- [Record list]
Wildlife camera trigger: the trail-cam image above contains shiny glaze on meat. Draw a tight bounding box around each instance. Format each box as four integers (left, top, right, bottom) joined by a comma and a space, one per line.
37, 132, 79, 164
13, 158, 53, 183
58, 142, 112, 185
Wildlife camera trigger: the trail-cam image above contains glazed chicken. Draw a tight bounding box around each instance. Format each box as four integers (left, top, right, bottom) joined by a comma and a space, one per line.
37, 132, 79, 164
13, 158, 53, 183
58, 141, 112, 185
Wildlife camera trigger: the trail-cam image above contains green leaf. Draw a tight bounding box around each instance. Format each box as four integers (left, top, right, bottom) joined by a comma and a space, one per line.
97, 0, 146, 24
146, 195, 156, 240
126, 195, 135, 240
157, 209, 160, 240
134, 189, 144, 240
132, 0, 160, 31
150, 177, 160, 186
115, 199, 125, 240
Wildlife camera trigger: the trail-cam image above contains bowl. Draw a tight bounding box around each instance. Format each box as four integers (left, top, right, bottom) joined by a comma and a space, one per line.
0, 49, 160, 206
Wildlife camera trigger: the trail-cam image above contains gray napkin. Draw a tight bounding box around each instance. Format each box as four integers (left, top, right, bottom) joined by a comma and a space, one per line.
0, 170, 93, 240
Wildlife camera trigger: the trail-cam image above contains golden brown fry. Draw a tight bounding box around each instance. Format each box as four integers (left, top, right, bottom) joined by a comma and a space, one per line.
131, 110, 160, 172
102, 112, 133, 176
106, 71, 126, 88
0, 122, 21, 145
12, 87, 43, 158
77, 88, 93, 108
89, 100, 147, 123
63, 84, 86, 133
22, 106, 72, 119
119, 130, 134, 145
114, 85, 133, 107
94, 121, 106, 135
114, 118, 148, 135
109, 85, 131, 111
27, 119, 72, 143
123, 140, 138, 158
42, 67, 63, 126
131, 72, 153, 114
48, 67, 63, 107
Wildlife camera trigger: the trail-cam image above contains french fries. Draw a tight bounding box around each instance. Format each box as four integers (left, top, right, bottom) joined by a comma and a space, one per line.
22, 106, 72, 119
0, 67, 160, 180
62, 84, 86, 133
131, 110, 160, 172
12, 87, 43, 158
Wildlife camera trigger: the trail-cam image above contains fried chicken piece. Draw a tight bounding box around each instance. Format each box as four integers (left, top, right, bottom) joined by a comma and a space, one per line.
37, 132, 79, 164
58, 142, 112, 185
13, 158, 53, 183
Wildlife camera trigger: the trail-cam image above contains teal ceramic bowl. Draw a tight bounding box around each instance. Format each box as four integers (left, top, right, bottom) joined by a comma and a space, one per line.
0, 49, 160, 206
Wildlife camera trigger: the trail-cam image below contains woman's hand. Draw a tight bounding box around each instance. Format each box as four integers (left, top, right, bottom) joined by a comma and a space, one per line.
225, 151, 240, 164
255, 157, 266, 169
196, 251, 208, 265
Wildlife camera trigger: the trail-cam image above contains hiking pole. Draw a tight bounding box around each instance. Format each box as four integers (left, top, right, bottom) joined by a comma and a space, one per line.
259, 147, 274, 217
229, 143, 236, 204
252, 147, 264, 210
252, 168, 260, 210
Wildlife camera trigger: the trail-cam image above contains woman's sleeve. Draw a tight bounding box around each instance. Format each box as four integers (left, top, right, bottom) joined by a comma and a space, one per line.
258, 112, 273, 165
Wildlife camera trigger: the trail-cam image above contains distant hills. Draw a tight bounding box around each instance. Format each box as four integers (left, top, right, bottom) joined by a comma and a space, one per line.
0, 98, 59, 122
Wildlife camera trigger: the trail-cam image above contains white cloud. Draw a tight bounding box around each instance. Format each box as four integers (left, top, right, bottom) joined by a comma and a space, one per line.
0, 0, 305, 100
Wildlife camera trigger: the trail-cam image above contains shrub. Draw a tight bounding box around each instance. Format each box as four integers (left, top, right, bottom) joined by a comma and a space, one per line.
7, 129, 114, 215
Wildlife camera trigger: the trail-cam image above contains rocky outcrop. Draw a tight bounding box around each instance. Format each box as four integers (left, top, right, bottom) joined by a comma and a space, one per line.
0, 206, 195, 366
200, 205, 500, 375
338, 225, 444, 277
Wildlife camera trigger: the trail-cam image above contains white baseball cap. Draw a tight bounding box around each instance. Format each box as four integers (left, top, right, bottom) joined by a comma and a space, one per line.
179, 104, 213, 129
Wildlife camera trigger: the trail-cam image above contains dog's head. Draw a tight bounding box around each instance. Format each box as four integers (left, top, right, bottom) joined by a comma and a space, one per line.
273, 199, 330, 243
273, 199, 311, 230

- [Written exercise]
Render the lines above, from the one containing "contains white cloud." through the one containing "0, 0, 305, 100" inclusive, as a JSON list of strings. Use one string per line and leave out blank lines.

- [Task response]
[
  "Wildlife camera trigger: the trail-cam image above contains white cloud. Draw a tight bounding box around each instance. Format each box as four integers (left, top, right, bottom) joined by a comma and a space, one per line.",
  "0, 0, 305, 100"
]